- **Work request**: Retype every entry below without any change.

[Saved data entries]
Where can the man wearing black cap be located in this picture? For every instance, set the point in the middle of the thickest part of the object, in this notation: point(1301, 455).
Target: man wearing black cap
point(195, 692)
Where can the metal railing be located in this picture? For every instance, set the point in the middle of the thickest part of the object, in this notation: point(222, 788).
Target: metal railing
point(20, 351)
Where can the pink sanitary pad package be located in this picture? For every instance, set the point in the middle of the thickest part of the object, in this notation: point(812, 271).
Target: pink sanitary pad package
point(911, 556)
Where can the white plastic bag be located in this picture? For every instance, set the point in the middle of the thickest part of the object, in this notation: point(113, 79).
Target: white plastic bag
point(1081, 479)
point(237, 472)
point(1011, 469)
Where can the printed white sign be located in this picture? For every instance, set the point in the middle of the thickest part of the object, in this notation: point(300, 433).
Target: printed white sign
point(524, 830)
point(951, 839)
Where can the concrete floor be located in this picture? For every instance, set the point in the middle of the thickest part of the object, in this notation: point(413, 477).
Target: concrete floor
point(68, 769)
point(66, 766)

- **Problem solution**:
Where can the man wearing black cap be located in this picture? For every instance, set the point in the middle of the thickest part of the object, in this notation: point(1301, 455).
Target: man wearing black cap
point(195, 692)
Where can the metal railing be located in this picture? For every instance, set the point in the middle of the thickest part of the object, in this notation: point(222, 788).
Target: metal railing
point(20, 351)
Where can the pink sanitary pad package be located in this picture? For every instance, set the point in the middle of the thickest part of the object, in this notation: point(812, 271).
Target: pink sanitary pad package
point(911, 556)
Where can the white plastic bag be located in this picture? For every instance, set the point in the middle of the thickest part of the object, in this notation: point(113, 79).
Target: white plastic bag
point(1081, 479)
point(237, 472)
point(1011, 469)
Where can the printed white sign be located in this picture? For every instance, set the point in the middle of the thickest part of the object, in this notation: point(300, 433).
Target: printed white sign
point(524, 830)
point(951, 839)
Where can the concrete floor be located in this picture? For every instance, set the point in the middle of the thickest part of the object, in this notation: point(413, 477).
Target: concrete floor
point(68, 769)
point(66, 766)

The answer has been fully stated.